Pick the lines holding the string "point" out of the records and copy them.

----

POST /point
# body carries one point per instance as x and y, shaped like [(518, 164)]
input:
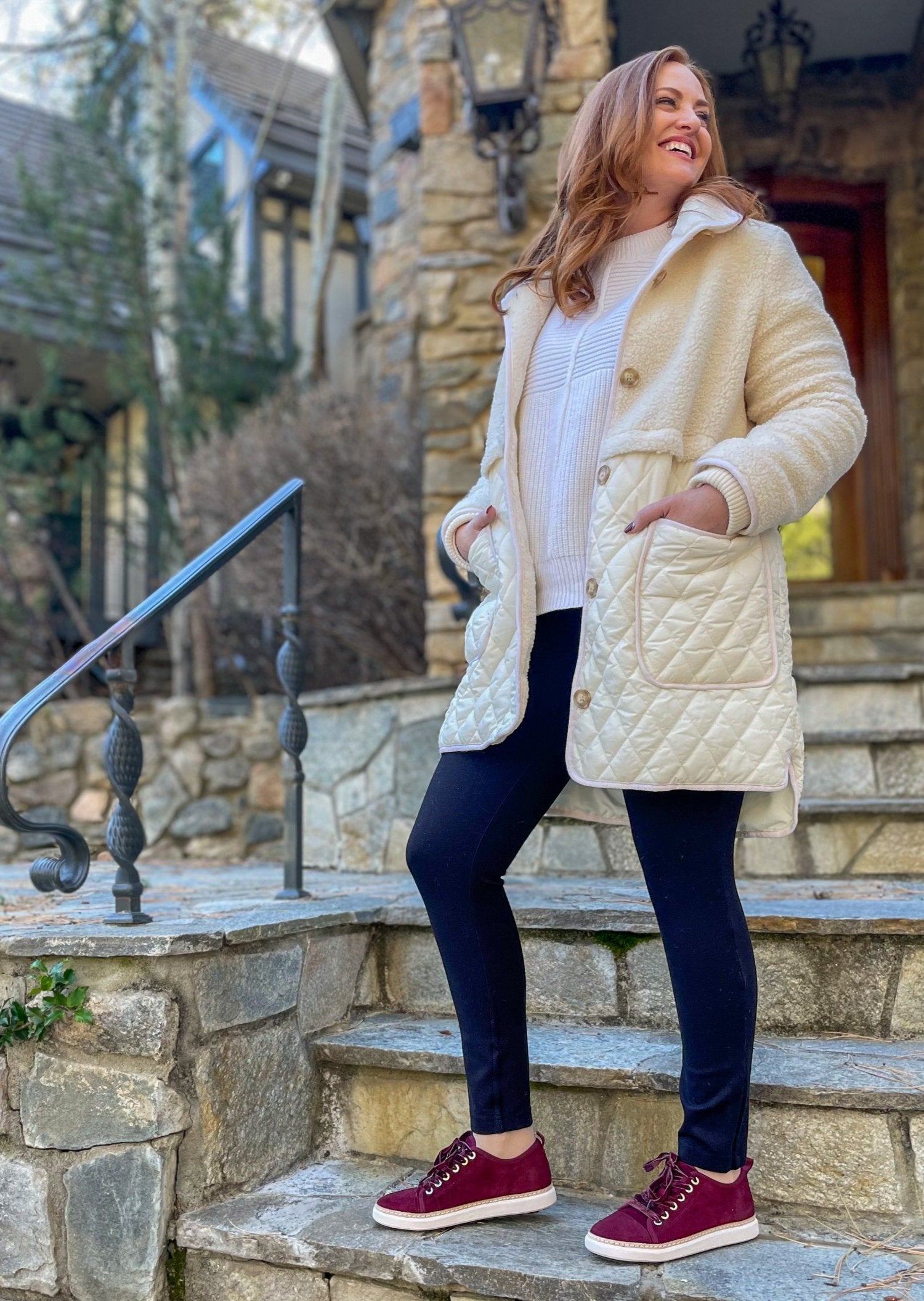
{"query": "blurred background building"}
[(453, 123)]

----

= TASK OUTPUT =
POST /point
# body carries one point per instance as x and y, shaped like [(518, 164)]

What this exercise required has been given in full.